>>>

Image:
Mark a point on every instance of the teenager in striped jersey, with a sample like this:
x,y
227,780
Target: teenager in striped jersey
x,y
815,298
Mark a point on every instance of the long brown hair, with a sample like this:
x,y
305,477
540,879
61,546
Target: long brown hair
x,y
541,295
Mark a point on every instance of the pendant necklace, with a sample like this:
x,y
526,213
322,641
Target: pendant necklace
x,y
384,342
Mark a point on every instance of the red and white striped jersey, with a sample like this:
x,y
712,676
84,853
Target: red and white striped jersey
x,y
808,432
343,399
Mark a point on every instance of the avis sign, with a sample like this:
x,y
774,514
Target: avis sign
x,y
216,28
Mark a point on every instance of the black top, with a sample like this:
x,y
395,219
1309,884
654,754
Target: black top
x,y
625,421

<<<
>>>

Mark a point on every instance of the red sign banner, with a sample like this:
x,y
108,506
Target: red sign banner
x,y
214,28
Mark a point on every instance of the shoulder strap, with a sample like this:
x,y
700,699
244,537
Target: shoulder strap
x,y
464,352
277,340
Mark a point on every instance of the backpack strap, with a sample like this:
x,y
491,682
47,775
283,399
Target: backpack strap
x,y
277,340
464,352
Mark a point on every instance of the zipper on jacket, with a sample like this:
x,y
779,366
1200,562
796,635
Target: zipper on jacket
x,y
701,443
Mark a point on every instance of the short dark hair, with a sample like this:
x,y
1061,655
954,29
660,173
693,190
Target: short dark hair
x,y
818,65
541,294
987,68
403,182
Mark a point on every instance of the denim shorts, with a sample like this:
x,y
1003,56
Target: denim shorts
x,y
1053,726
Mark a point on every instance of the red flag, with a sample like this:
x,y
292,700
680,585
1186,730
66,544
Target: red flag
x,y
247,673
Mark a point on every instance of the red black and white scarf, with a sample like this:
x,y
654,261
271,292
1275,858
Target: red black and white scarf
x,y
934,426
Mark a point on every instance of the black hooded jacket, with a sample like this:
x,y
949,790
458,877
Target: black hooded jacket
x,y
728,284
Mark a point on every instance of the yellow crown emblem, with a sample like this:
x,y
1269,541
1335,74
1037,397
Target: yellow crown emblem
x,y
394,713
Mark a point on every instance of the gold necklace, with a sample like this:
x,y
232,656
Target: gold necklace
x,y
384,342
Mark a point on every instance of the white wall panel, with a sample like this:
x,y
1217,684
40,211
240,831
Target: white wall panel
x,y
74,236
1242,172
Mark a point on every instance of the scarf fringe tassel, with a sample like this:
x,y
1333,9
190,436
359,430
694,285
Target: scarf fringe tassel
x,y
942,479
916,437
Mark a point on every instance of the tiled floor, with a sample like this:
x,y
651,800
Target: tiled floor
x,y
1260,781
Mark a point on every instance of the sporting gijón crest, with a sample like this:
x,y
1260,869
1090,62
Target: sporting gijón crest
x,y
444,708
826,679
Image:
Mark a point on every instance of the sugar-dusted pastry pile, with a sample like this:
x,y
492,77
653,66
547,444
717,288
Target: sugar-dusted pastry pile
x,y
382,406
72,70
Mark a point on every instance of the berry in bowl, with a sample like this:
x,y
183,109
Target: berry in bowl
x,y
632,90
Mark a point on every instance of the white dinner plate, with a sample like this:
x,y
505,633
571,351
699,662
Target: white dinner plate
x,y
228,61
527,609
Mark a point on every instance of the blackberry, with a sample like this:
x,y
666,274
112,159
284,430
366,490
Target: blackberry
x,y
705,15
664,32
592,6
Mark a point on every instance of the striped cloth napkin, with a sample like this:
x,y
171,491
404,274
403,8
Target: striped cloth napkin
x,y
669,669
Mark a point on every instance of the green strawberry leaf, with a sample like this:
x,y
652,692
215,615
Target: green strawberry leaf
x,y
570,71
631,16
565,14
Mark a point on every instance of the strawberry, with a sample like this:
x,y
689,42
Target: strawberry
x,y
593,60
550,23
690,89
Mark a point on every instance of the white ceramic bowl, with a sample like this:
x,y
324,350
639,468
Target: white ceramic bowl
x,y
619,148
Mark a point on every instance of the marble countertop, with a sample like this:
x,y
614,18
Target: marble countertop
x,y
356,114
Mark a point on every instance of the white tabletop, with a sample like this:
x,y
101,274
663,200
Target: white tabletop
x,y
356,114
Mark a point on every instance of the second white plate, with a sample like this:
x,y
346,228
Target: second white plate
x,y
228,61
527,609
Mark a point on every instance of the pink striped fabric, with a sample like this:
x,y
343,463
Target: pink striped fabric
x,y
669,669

<<<

Beginning at the line with "Target: red black and white scarf" and stopping after the line with "Mark a point on every instance of the yellow", please write out every line of the data above exactly and nothing else.

Target: red black and white scarf
x,y
934,426
Mark a point on every instance of the black hooded jacket, with a sample like this:
x,y
949,790
458,877
Target: black hooded jacket
x,y
728,284
Mark a point on every instance of the yellow crown emblem, with a sample like this:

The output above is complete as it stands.